**Passage for review:**
· · · · · · ·

Abstract

Clotrimazole-resistant mutants from various sake yeasts show improved fermentative activity in sake mash while retaining their parental advantages for sake making. These mutants also exhibit pleiotropic drug resistance (PDR) phenotypes. To investigate the relationship between the improvement of fermentative activity and PDR phenotypes, a PDR1 mutant allele ( pdr1-h176) encoding a transcription factor was cloned from a clotrimazole-resistant mutant, HL176 ( MATa/ MATα), using PCR amplification. The nucleotide sequences of pdr1-h176 and its wild allele were determined. The mutant allele contained a missense point mutation (L309S) that can confer a PDR phenotype on yeast. This amino acid substitution is located in the conserved motif II in the inhibitory domain of Pdr1p, and is very close to the cluster of three mutation points (P298A, K302Q, and M308I) described by Carvajal et al. (Mol. Gen. Genet., 256, 406–415, 1997) in laboratory strains. A PDR1 wild allele of HL163, the parent strain of HL176, was replaced by pdr1-h176 using gene recombination at the homologous site. The resultant transformants ( PDR1/pdr1-h176) showed the same PDR phenotype as HL176, and they fermented sake mash efficiently even in the final fermentation stage, while HL163 did not. The amino acid substitution (L309S) in pdr1-h176 was considered to be sufficient to improve the fermentative activity of sake yeast, in addition to conferring the PDR phenotype.

· · · · · · ·

[Data excerpts]

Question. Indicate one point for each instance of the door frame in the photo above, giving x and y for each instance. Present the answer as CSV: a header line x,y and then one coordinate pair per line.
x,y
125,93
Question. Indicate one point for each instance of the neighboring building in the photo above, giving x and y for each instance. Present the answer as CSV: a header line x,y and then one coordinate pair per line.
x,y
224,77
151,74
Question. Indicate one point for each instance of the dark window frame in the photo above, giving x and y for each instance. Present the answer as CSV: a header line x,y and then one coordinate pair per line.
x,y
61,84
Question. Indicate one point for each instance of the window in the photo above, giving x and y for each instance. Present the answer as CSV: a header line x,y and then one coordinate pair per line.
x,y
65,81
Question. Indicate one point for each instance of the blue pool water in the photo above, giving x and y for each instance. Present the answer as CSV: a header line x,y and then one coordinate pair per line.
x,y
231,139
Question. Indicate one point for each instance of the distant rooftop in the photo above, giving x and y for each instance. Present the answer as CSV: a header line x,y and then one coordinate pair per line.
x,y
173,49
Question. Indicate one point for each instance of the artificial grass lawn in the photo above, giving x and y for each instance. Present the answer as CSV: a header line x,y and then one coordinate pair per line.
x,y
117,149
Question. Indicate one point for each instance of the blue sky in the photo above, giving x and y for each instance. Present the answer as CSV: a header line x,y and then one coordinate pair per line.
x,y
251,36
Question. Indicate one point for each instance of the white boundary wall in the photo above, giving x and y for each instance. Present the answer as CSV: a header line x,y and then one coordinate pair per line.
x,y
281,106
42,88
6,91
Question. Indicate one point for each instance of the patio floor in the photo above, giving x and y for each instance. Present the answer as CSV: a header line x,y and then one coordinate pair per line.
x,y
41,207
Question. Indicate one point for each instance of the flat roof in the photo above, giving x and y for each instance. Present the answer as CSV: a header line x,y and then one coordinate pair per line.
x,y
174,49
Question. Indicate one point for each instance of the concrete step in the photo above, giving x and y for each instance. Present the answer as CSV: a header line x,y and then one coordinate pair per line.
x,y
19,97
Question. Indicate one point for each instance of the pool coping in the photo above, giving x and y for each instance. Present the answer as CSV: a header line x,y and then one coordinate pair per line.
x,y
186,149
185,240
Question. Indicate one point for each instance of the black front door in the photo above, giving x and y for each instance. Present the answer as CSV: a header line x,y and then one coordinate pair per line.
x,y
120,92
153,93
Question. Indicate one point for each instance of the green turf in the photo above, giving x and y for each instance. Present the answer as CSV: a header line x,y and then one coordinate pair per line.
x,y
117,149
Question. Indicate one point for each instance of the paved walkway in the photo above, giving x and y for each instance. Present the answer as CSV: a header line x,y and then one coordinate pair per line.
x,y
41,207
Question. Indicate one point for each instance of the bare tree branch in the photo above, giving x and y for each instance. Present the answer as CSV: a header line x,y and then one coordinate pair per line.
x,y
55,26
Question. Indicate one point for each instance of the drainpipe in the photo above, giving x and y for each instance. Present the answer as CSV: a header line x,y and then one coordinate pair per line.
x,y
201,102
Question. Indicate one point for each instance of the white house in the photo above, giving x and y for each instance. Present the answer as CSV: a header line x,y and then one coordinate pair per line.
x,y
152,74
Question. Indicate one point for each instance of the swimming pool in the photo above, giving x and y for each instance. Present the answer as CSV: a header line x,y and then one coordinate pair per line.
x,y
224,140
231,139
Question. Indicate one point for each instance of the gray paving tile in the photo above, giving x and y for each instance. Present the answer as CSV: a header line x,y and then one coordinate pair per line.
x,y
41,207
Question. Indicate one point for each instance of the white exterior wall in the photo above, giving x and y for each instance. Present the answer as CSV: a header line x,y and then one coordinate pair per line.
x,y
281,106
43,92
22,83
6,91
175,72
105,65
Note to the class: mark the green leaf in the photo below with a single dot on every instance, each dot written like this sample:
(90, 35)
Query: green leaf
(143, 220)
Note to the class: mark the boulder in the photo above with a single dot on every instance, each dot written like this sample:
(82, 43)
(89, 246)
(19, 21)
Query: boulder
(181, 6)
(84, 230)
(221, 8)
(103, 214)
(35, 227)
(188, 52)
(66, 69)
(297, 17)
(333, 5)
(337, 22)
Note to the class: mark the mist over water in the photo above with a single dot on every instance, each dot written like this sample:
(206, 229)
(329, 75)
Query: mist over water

· · · · · · ·

**Work to complete:** In the sake yeast abstract, how would the paragraph beginning "Clotrimazole-resistant mutants from various sake yeasts" read as a short bulleted list of its main facts? These items are separate from the sake yeast abstract.

**Written solution:**
- Clotrimazole-resistant mutants of sake yeasts ferment sake mash better, keep their parents' sake-making advantages, and show pleiotropic drug resistance (PDR).
- A mutant PDR1 allele, pdr1-h176, which encodes a transcription factor, was cloned by PCR from the clotrimazole-resistant mutant HL176 (MATa/MATα).
- The sequences of pdr1-h176 and its wild allele were determined.
- pdr1-h176 carries a missense point mutation, L309S, which can confer a PDR phenotype.
- L309S lies in conserved motif II of the inhibitory domain of Pdr1p. It is very close to three mutation points (P298A, K302Q, M308I) that Carvajal et al. (1997) reported in laboratory strains.
- In HL163, HL176's parent strain, the wild PDR1 allele was replaced with pdr1-h176 by homologous recombination.
- The resulting transformants (PDR1/pdr1-h176) had the same PDR phenotype as HL176. They fermented sake mash efficiently even in the final stage, which HL163 did not.
- The L309S substitution was considered sufficient to improve fermentative activity as well as to confer the PDR phenotype.